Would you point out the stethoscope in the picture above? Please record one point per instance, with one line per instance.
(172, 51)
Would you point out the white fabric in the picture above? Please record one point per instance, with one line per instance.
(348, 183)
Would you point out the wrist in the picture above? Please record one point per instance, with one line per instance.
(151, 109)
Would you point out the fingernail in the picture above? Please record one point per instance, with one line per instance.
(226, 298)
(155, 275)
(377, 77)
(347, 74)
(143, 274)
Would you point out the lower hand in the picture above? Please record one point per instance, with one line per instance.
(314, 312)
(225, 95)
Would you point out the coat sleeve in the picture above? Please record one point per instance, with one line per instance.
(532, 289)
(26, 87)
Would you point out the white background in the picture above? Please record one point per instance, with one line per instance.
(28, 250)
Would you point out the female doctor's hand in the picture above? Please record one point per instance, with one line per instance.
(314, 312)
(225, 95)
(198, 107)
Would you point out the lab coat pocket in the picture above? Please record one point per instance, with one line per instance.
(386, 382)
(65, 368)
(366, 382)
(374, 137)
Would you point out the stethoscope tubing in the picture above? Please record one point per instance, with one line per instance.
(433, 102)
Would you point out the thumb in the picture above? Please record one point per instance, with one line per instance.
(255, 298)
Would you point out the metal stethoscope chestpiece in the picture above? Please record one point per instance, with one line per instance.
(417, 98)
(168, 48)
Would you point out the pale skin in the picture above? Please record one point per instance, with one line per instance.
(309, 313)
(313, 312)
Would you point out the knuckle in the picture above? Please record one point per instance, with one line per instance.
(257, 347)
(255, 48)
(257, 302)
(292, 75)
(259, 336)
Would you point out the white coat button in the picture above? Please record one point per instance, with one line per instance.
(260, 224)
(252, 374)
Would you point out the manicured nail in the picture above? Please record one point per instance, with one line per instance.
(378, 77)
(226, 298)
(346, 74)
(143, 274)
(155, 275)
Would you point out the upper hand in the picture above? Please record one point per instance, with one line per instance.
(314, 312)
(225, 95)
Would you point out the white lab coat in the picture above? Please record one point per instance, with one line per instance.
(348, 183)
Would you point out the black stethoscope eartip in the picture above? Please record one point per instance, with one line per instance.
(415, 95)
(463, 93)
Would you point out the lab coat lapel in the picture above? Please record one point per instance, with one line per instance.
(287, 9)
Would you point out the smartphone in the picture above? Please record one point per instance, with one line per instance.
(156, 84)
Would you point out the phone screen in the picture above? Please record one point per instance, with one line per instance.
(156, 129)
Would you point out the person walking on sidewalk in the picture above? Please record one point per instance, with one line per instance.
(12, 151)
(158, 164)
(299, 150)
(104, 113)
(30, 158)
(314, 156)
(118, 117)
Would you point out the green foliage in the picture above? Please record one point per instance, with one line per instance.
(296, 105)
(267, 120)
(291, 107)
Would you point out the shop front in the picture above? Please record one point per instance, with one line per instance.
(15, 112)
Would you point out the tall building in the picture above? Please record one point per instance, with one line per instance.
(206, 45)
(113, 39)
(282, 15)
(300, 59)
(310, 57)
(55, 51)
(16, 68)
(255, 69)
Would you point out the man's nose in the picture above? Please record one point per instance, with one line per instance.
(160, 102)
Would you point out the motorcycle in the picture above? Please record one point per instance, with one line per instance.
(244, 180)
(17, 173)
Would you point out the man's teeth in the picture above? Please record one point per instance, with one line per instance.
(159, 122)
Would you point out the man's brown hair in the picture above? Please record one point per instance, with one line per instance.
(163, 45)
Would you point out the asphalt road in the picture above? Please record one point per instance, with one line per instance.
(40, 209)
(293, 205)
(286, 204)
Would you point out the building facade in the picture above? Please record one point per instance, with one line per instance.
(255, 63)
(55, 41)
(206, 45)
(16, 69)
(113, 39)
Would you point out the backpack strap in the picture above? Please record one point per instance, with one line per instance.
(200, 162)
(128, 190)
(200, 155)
━━━━━━━━━━━━━━━━
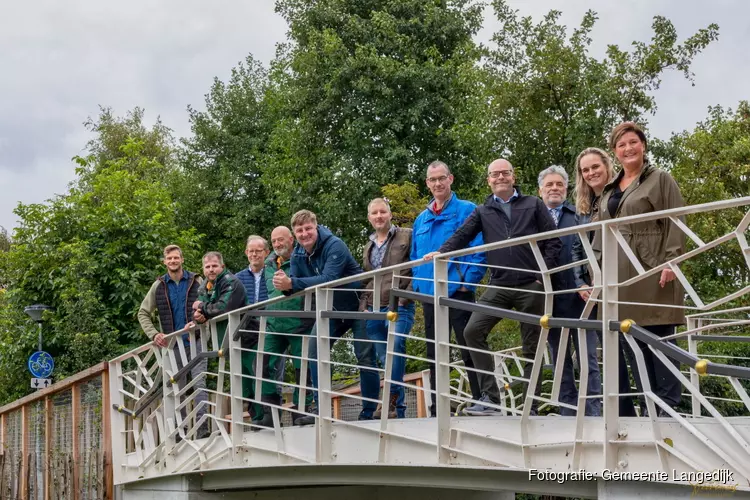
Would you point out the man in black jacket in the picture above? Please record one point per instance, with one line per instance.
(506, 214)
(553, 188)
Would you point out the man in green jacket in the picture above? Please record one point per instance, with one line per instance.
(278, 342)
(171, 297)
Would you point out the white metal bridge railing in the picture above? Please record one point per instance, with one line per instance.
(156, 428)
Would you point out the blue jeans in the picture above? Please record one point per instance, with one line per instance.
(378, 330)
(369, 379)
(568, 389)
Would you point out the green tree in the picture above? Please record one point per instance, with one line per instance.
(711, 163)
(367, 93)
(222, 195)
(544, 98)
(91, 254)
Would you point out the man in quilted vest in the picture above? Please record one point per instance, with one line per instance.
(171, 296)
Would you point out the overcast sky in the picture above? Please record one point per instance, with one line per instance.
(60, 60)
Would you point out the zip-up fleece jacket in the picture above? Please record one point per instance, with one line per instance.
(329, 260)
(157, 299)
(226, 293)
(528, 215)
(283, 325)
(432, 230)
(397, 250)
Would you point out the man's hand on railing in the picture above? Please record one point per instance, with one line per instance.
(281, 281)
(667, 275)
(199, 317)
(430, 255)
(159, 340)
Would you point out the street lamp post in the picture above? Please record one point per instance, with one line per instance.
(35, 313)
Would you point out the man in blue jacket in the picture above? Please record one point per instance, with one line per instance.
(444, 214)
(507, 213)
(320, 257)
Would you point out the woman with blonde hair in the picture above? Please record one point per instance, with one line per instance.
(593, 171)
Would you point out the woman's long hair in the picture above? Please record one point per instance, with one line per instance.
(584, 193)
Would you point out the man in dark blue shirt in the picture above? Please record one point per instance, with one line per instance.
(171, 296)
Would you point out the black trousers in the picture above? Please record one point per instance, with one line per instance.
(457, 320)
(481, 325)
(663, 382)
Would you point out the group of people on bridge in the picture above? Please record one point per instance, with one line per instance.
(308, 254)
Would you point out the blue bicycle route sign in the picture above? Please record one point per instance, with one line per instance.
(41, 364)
━━━━━━━━━━━━━━━━
_EXERCISE AIM_. Pick out every line in the rows above that contains the word "building", and copy each of those lines in full.

_SOLVED EXERCISE_.
Would you point out the tall building in the picture above? Please record one point per instance, with one line per instance.
Would you point out the building facade in the picture above? Please record one point per instance, with one line per instance.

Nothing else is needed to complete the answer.